DIRECTIONS FOR THIS TASK -> Write all entries out exactly, images excluded.

DATASET ->
======

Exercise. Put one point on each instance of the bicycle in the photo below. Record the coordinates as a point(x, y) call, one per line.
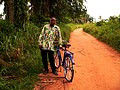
point(66, 62)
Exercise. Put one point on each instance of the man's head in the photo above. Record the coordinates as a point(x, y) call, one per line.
point(52, 21)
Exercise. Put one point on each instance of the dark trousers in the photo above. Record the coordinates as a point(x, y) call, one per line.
point(50, 55)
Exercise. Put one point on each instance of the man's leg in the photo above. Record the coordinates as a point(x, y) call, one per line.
point(44, 59)
point(51, 59)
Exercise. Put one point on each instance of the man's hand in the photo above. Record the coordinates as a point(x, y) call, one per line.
point(40, 46)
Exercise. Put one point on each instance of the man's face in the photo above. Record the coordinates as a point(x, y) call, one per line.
point(53, 21)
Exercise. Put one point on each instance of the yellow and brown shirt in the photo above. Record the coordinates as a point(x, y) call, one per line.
point(48, 36)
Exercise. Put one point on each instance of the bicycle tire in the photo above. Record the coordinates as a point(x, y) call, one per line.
point(68, 69)
point(57, 61)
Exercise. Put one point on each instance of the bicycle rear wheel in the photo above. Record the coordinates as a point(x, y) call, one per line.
point(68, 70)
point(57, 60)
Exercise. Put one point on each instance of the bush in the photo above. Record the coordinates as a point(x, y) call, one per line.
point(108, 32)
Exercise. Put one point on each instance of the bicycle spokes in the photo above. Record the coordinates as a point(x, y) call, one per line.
point(68, 70)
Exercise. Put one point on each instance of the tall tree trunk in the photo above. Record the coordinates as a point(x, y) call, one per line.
point(9, 10)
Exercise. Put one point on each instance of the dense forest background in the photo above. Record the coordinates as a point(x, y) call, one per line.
point(20, 59)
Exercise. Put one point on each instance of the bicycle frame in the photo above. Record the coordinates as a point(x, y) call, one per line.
point(66, 54)
point(66, 62)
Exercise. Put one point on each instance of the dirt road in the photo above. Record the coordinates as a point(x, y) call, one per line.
point(97, 66)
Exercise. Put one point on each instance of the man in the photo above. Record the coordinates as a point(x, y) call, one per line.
point(50, 34)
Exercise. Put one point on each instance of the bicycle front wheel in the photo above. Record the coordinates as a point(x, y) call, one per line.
point(68, 69)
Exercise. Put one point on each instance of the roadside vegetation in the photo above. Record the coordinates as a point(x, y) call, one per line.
point(20, 57)
point(107, 31)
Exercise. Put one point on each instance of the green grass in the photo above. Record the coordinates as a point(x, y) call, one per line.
point(19, 49)
point(105, 33)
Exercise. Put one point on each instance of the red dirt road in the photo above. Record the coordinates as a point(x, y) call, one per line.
point(97, 66)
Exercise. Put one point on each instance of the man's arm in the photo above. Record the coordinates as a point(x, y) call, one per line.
point(40, 40)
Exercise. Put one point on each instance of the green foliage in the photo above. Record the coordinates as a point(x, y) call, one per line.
point(19, 48)
point(20, 13)
point(108, 32)
point(65, 31)
point(25, 83)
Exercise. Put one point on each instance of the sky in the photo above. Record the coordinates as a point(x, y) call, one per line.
point(96, 8)
point(104, 8)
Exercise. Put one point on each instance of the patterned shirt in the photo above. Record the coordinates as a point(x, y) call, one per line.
point(49, 36)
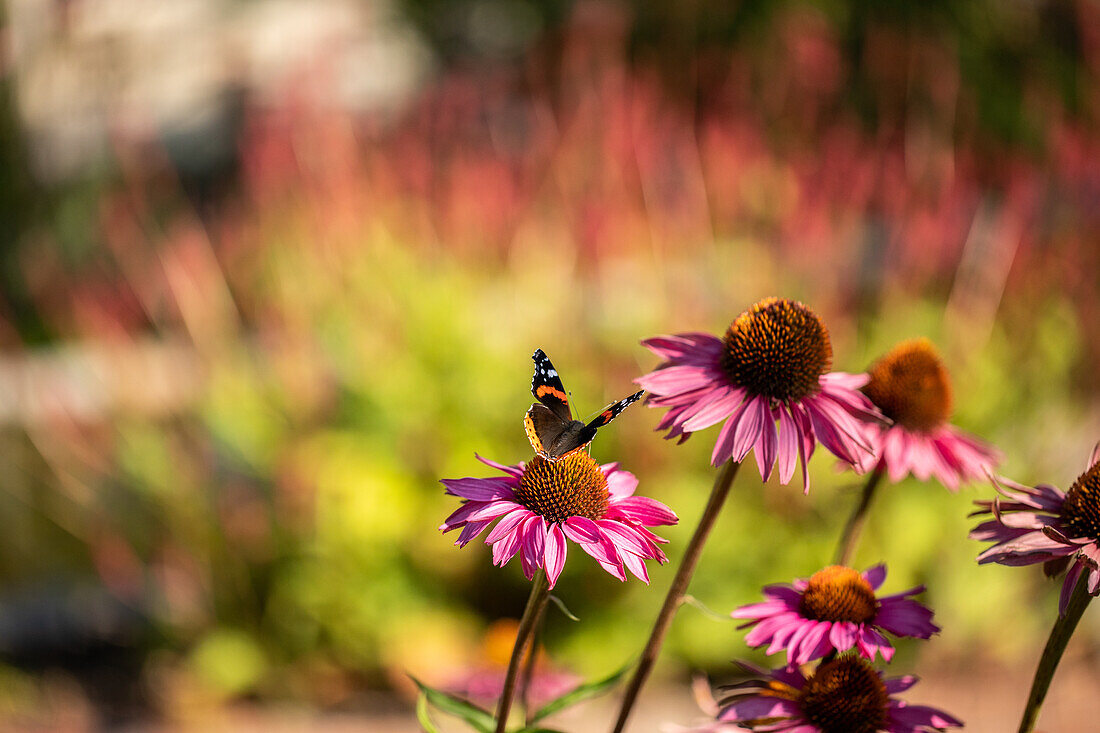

======

SOLVED PROBLEM ->
Exercise. Put one point on each instance of the bicycle in the photo below. Record the coordinates as a point(x, y) call, one per line.
point(66, 62)
Exercise. Put one point on each instance of the man's head in the photo above. Record the coordinates as a point(x, y) call, one per line.
point(52, 21)
Exercise. Put one point on each instance of the dark trousers in the photo above. Record the coordinates as a point(x, y) call, one per line.
point(50, 55)
Exercise. Put one point on each instance of the man's leg in the photo above. Record the coordinates as a point(x, y) call, one per line.
point(44, 59)
point(51, 59)
Exercise. Put one point on each instance of the man's hand in the photo above. Record the coordinates as a point(x, y) call, one per line.
point(40, 46)
Exercise. Put one point on each instance of the man's face in the photo above. Record the coordinates as a point(x, y) call, one per line.
point(53, 21)
Exercise. Put one point on each instance of the yellow and brown shirt in the photo above. Record the coordinates as a point(x, y) call, one per line.
point(48, 36)
Exercise. Put one point on each instance of the bicycle tire in the photo above. Record the coordinates as a point(x, y) call, one per line.
point(68, 69)
point(57, 61)
Exercise. Put one point on each instance of the bicycle rear wheel in the photo above. Record the coordinates as a point(x, y) call, one per line.
point(68, 70)
point(57, 60)
Exercise. Put one point on each instance of the bush in the photo above. Record the coordinates as a point(x, y) call, one per line.
point(108, 32)
Exercise. Put one point on each instance of the bicycle spokes in the photo above. Record the coordinates as a point(x, y) call, one per line.
point(68, 70)
Exercise. Put one point on each instance of the tall tree trunk in the photo above. Record the coordinates as a point(x, y) call, one per line.
point(9, 10)
Exercise. Put one point on each instance of the dense forest background in the photo above. Record the coordinates as a point(x, y) call, one per line.
point(20, 59)
Exercise. Put one point on each instance of the bicycle frame in the photo above. Record the coordinates as a point(x, y) call, one per line.
point(66, 54)
point(66, 62)
Exercise. Put one point on each instance of the dirt road in the photo above. Record the coordinates as a point(x, y) call, one per line.
point(97, 66)
Exercise. Put one point on each instance of the man in the photo above. Record the coordinates as a point(x, y) call, one per line.
point(50, 34)
Exercise. Put one point on each instance of the bicycle front wheel in the photo above. Record the coordinates as a point(x, y) call, one per line.
point(68, 69)
Exercise. Put one point on each instance of the roadside vegetation in the photo above. Record the coordinates as a point(x, y) call, one per line.
point(20, 57)
point(107, 31)
Exercise. Put one point on each instance of the green grass in the photo above. Record the coordinates as a point(x, y) call, one per line.
point(19, 49)
point(105, 33)
Exercise. Put one point on each instance of the red dirt road in the photo above. Record the coordinates as a point(x, y) call, one per line.
point(97, 66)
Exercise. Put one point on each instance of the man's arm in the photo above. Record the coordinates as a point(x, y) call, one per line.
point(40, 40)
Exercise. Put one point on each instance of the green foliage in the photo above. Record the coordinates as a point(x, y) call, one per line.
point(19, 48)
point(20, 13)
point(108, 32)
point(65, 31)
point(25, 83)
Exercise. Put one point on each instance of the sky in the photo above. Record the coordinates as a point(x, y) call, one per line.
point(96, 8)
point(104, 8)
Exercise. Put one point on each instance of the patterned shirt in the photo above. Record the coordinates as a point(x, y) call, one per line.
point(49, 36)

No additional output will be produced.